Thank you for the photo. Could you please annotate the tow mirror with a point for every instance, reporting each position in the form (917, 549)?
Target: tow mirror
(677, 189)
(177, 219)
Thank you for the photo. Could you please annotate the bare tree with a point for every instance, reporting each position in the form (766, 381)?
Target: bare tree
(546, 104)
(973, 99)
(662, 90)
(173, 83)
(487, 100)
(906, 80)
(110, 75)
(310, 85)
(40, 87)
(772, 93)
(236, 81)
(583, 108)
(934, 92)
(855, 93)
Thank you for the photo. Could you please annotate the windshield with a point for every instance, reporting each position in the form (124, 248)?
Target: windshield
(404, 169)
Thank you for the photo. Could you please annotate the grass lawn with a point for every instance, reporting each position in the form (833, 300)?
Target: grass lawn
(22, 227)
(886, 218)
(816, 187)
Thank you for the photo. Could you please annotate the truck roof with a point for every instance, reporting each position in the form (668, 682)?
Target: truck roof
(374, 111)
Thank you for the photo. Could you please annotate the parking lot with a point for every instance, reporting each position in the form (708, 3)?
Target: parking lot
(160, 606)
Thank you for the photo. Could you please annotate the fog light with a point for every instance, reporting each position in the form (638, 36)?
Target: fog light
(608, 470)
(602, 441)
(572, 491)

To do
Retype the data shown above so that each line matches the original.

Exercise response
Thank you for the photo. Could you please annotate the tow mirror with a point for every instance, reporting each position in the form (917, 549)?
Target: tow mirror
(677, 189)
(177, 219)
Thank you for the photo. Could you please annotate the bare tree with a point for every instance, reporting each position in the form (766, 381)?
Target: bare tree
(546, 104)
(973, 99)
(662, 90)
(173, 83)
(487, 100)
(906, 80)
(110, 75)
(310, 85)
(40, 87)
(772, 93)
(236, 81)
(583, 108)
(934, 92)
(855, 93)
Thank you for the photo. Could you please annotate the windshield with a point for every instance, reporting each position in the form (124, 248)?
Target: windshield
(404, 169)
Thank you for the photo. Could you please annotate the grass lawn with a point for every instance, reporting each position in the form (833, 300)?
Target: grass lawn
(22, 227)
(886, 218)
(816, 187)
Thank you for the photo. Could you please annotate the truck roof with a point for every instance, reporting each position in the form (668, 682)?
Target: truck roof
(374, 111)
Thank you for the photo. Could you please annotate the parking lot with a point for every instance, reporting each position in the form (708, 3)?
Target: parking lot
(160, 606)
Thank you for the photo. Could you please annotate the fog light with a point for every instance, reporting each position in the form (638, 36)?
Target: fog light
(608, 470)
(602, 441)
(572, 491)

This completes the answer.